--- Start Document excerpt ---

She'd been asked by a friend to recommend a convenient and secure location for keeping some valuables. Dagny searched Yelp to find the phone number for U.S. Private Vaults, a Beverly Hills facility where she'd rented a safe deposit box since 2017. That's when she saw the bad news.

"Permanently closed."

After a brief moment of panic, some phone calls, and several days, Dagny and her husband Howard (pseudonyms used at their request to maintain privacy during ongoing legal proceedings) figured out what happened. On March 22, the FBI had raided U.S. Private Vaults. The federal agents were armed with a warrant allowing them to seize property belonging to the company as part of a criminal investigation—and even though the warrant explicitly exempted the safe deposit boxes in the company's vaults, they were taken too. More than 800 were seized.

Howard tells Reason there was no attempt made by the FBI to contact him, his wife, or their heirs—despite the fact that contact information was taped to the top of their box. Six weeks later, the couple is still waiting for their property to be returned. (Both individuals are supporters of Reason Foundation, the nonprofit that publishes this website.)

--- End Document excerpt ---
--- Start Exercise input ---

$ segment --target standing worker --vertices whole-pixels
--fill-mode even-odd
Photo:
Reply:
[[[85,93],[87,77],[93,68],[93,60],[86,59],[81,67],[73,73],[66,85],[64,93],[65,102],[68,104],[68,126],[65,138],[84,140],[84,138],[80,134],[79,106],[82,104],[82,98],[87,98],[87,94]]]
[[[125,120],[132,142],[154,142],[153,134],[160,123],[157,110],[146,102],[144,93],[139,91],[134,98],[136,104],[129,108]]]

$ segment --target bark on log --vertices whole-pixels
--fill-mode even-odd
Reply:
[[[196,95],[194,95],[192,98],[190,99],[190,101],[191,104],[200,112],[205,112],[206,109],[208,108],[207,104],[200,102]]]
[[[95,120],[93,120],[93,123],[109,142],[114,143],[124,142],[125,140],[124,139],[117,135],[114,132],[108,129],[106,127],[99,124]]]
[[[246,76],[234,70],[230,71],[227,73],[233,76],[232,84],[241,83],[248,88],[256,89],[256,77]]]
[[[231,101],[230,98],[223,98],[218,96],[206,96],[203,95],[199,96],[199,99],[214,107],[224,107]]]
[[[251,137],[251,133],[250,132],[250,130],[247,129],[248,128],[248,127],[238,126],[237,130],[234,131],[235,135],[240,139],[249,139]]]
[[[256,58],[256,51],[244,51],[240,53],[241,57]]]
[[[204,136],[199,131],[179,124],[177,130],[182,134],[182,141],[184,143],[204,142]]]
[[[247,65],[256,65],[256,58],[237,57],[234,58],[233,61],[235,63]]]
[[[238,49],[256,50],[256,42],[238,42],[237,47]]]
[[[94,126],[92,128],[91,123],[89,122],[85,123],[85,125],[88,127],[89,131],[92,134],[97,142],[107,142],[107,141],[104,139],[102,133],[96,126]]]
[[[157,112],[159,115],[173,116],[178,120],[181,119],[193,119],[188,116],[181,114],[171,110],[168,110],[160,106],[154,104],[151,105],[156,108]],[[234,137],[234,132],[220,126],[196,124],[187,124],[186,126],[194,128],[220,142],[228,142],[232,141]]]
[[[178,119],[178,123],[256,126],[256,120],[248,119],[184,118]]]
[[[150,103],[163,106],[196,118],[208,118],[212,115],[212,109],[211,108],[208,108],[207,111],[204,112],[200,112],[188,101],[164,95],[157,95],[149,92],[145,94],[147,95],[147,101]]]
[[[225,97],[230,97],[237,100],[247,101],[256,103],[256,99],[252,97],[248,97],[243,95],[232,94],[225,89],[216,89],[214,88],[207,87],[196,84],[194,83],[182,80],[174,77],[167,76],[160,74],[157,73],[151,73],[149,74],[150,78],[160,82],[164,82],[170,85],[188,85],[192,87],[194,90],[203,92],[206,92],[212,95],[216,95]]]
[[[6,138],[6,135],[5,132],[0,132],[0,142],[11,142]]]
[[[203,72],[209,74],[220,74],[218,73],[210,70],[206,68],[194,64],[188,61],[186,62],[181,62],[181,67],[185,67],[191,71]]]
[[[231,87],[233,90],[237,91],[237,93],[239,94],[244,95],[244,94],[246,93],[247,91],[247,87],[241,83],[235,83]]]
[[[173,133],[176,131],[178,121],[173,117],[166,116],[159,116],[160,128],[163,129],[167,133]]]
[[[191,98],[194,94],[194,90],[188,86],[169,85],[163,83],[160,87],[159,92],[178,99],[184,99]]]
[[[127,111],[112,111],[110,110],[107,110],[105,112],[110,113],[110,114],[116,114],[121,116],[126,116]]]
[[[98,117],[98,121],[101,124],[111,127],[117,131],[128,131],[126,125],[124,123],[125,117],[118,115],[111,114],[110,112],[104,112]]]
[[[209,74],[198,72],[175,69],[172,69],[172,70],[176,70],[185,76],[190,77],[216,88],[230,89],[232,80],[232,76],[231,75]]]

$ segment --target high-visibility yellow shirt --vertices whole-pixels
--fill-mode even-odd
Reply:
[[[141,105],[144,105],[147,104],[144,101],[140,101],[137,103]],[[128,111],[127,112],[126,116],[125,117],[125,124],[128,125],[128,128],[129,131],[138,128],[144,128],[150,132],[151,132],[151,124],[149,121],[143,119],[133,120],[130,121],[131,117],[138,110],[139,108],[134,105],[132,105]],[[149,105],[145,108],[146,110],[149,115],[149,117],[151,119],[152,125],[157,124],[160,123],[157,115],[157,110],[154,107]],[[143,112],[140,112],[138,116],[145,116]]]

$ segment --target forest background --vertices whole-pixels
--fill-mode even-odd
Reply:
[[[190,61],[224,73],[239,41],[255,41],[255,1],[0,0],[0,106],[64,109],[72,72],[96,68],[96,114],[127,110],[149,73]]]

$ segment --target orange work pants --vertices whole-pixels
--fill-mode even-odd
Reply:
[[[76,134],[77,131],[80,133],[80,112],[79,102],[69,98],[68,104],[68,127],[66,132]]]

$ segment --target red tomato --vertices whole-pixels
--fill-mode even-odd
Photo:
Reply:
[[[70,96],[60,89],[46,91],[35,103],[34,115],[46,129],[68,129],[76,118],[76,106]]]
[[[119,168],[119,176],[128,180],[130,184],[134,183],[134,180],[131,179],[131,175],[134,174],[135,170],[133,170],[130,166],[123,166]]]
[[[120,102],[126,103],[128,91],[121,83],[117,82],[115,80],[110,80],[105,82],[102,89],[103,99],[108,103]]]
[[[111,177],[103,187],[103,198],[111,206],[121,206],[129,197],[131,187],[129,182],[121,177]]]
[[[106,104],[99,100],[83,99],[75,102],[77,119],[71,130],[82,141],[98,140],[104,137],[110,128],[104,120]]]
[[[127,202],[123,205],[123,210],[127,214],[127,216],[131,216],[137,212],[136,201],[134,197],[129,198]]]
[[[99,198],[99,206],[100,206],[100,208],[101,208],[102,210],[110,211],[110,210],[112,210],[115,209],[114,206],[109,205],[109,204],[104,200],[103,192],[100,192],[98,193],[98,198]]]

--- End Exercise input ---
--- Start Exercise input ---

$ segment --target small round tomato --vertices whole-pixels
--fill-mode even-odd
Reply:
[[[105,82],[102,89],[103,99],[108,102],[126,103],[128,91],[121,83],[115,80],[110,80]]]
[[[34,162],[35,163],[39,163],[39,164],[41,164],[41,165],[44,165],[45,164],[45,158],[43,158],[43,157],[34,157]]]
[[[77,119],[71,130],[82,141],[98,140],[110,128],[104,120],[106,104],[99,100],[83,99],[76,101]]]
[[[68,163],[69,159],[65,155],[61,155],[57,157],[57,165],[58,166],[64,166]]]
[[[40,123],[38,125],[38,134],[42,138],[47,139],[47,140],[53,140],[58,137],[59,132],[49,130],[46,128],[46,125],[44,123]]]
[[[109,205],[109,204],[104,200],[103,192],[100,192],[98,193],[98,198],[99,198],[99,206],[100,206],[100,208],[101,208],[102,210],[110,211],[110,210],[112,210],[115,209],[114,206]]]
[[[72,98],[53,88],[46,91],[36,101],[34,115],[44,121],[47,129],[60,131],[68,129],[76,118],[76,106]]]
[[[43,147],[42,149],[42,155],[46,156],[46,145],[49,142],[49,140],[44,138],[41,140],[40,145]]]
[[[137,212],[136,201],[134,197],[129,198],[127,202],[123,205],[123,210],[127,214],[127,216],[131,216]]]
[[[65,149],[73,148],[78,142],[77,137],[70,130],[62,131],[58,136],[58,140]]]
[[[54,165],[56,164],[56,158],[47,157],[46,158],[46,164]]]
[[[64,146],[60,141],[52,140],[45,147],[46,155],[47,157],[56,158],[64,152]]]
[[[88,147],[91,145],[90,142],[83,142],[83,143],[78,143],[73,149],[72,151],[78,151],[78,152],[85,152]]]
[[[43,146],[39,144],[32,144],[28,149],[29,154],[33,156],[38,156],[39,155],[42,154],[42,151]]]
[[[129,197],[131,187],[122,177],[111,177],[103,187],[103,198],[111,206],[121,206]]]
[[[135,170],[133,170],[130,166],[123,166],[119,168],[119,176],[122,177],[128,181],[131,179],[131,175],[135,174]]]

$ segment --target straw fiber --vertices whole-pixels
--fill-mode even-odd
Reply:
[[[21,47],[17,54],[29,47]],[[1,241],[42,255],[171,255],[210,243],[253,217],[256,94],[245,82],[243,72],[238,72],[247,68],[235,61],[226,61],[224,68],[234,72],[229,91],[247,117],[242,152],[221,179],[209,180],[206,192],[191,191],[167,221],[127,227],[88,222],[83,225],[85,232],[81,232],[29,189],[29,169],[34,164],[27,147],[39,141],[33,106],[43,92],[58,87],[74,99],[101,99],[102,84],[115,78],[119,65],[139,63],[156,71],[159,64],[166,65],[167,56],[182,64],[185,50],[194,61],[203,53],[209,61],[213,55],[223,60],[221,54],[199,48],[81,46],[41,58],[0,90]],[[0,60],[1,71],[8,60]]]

--- End Exercise input ---

What is asked →
a) Extract every line of the records that contains the word "tomato", matching case exactly.
b) Resume the article about the FBI seizure of safe deposit boxes at U.S. Private Vaults, starting after its last sentence.

Answers per task →
a)
$ segment --target red tomato --vertices whole-pixels
$ segment --target small round tomato --vertices whole-pixels

b)
The FBI and federal prosecutors have "no authority to continue holding the possessions of some 800 bystanders who are not alleged to have been involved in whatever USPV may have done wrong," Benjamin Gluck, a California attorney who is representing several of the people caught up in the FBI's raid of U.S. Private Vaults, tells Reason.

Legal efforts to force the FBI to return the items seized during the March 22 raid have so far been unsuccessful, but at least five lawsuits are pending in federal court.

A federal grand jury indicted U.S. Private Vaults (USPV) on counts of conspiracy to distribute drugs, launder money, and avoid mandatory deposit reporting requirements.

In legal filings, federal prosecutors have admitted that "some" of the company's customers were "honest citizens," but contend that "the majority of the box-holders are criminals who used USPV's anonymity to hide their ill-gotten wealth."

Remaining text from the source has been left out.